START Exercise data

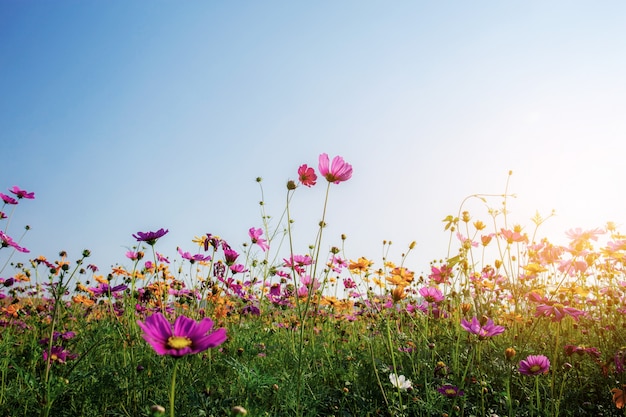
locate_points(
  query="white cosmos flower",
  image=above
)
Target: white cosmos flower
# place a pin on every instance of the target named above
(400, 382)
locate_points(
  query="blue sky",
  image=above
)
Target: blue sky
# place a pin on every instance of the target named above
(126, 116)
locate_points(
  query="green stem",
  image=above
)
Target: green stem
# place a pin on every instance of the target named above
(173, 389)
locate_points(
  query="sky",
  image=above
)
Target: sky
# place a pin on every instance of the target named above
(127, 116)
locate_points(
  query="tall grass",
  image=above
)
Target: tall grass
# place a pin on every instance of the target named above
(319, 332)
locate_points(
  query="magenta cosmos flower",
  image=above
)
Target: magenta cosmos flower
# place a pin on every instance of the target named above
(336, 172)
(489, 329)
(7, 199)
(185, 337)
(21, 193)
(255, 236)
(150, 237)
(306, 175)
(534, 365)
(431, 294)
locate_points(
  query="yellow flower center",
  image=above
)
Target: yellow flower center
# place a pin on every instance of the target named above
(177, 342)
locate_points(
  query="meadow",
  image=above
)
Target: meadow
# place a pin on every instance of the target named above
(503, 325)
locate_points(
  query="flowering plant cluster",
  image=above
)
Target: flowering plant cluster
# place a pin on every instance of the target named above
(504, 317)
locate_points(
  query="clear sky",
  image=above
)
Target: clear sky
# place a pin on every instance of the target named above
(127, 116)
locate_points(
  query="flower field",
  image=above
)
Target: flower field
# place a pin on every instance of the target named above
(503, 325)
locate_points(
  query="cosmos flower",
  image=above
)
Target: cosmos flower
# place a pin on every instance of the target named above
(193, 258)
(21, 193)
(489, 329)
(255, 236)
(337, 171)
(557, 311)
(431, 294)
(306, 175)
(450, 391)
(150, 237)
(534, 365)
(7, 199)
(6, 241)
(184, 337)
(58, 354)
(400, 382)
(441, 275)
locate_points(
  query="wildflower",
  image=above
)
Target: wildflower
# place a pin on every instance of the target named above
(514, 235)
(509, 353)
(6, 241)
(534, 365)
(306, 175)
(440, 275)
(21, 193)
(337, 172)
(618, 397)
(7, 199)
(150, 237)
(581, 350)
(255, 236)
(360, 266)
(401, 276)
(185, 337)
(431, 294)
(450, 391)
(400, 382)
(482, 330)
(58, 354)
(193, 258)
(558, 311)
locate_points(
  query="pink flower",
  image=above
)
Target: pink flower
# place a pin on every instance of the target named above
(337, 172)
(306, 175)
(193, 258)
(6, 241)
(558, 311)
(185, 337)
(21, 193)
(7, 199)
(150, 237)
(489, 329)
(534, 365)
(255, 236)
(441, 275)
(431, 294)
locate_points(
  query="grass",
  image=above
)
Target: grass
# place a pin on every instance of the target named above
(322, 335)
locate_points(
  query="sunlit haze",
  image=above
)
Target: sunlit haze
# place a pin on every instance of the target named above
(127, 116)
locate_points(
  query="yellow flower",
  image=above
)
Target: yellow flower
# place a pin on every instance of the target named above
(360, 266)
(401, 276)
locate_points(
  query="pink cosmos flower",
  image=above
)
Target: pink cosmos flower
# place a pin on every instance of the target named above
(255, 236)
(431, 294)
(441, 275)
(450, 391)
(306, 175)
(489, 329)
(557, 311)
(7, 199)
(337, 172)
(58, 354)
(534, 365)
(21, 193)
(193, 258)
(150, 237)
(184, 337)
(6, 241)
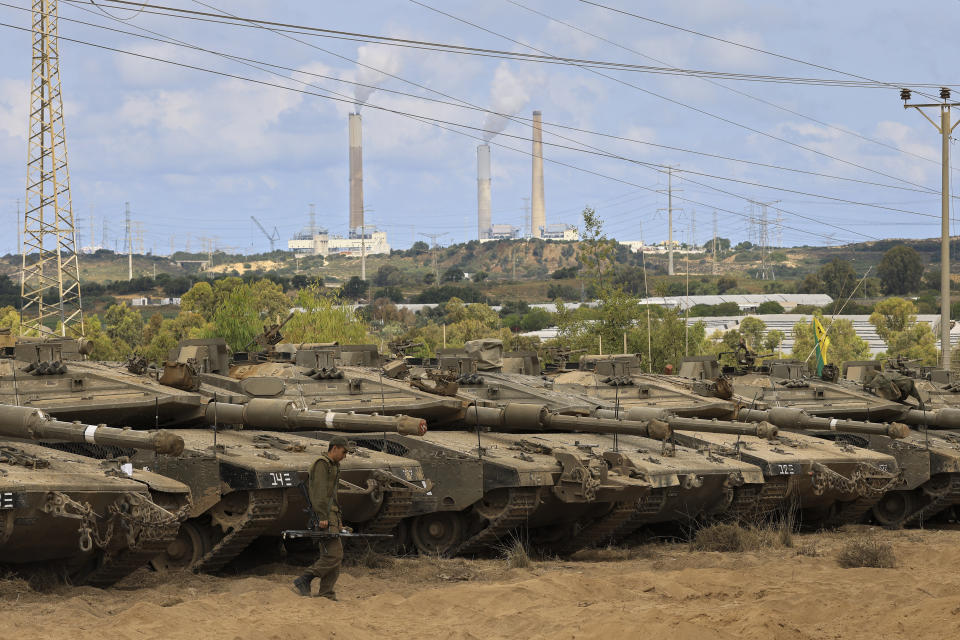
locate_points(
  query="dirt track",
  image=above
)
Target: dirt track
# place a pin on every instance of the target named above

END Exercise data

Work order:
The records above, minus their pictures, are to be returned word for word.

Problem solution:
locate_points(
  query="white cosmos flower",
  image=above
)
Target: white cosmos flower
# place a pin on every instance of the target named above
(400, 382)
locate_points(
  query="blue sky",
  image=above
)
Target: blue sky
# place a pin on every instance of the target named above
(126, 116)
locate_points(
  query="green stem",
  image=above
)
Target: green stem
# place a pin on every instance of the target named above
(173, 389)
locate_points(
  query="sky",
  image=above
)
Target: sky
# place a pin on every instance of the target named above
(127, 116)
locate_points(
  query="tall grass",
  image=above
)
Target: tall grass
# place a pin on every instance of the target named above
(319, 332)
locate_points(
  query="magenta cosmos flower",
  image=above
)
Target: magenta cosmos flower
# place a pin on every instance of the target named above
(336, 172)
(489, 329)
(7, 199)
(185, 337)
(21, 193)
(255, 236)
(150, 237)
(306, 175)
(534, 365)
(431, 294)
locate_points(
  query="yellow flower center",
  image=above
)
Target: yellow flower center
# place a pin on every instance of the target named above
(177, 342)
locate_points(
  query="meadow",
  image=above
)
Target: meadow
# place a pin on every instance of the target named above
(503, 325)
locate_points(
  query="flowering plant cluster",
  image=above
)
Target: flowering plant cluster
# place a pin on every instance of the target named above
(504, 317)
locate_points(
  query="clear sky",
  image=above
)
Target: clear sky
# place a pin on every instance of the target named above
(127, 116)
locate_points(
  query="flower field",
  image=above
)
Target: flower field
# place a pin on every instance of the target named above
(503, 325)
locate_points(
  query="cosmos flower",
  image=above
)
Target: cosmos flower
# place a pin on every instance of the target named above
(193, 258)
(21, 193)
(489, 329)
(255, 236)
(337, 171)
(557, 311)
(431, 294)
(306, 175)
(450, 391)
(150, 237)
(534, 365)
(7, 199)
(6, 241)
(184, 337)
(58, 354)
(400, 382)
(441, 275)
locate_points(
  query="wildflower",
  image=above
)
Target: wildflower
# place a pin on every instance of the target named above
(514, 235)
(509, 353)
(6, 241)
(534, 365)
(306, 175)
(440, 275)
(21, 193)
(337, 172)
(618, 397)
(7, 199)
(150, 237)
(581, 350)
(255, 236)
(360, 266)
(401, 276)
(185, 337)
(431, 294)
(450, 391)
(400, 382)
(482, 330)
(58, 354)
(193, 258)
(558, 311)
locate_points(
  query="pink flower",
  image=above
)
Target: pink flower
# place a pin on every instance of the target named above
(337, 172)
(306, 175)
(193, 258)
(6, 241)
(558, 311)
(185, 337)
(21, 193)
(7, 199)
(150, 237)
(489, 329)
(534, 365)
(255, 236)
(441, 275)
(431, 294)
locate_points(
  query="grass",
  image=above
)
Target: grass
# place a pin on every instance of the target named above
(322, 335)
locate_points(
  query="sunlit haze",
  image=above
)
Target: sunlit haze
# place a pin on every instance of the target named above
(127, 116)
locate_points(
  query="yellow flower",
  image=above
)
Target: yellow flower
# place a pin on every instance of the target named above
(360, 266)
(401, 276)
locate_points(
  query="pink cosmos flower",
  image=above
)
Target: pink cosmos flower
# place a pin on every instance of the target named above
(255, 236)
(431, 294)
(441, 275)
(450, 391)
(306, 175)
(489, 329)
(557, 311)
(7, 199)
(337, 172)
(58, 354)
(534, 365)
(21, 193)
(193, 258)
(150, 237)
(184, 337)
(6, 241)
locate_points(
  query="dirt track",
  image=above
)
Target: dirt track
# place a pin on every instance of the target named above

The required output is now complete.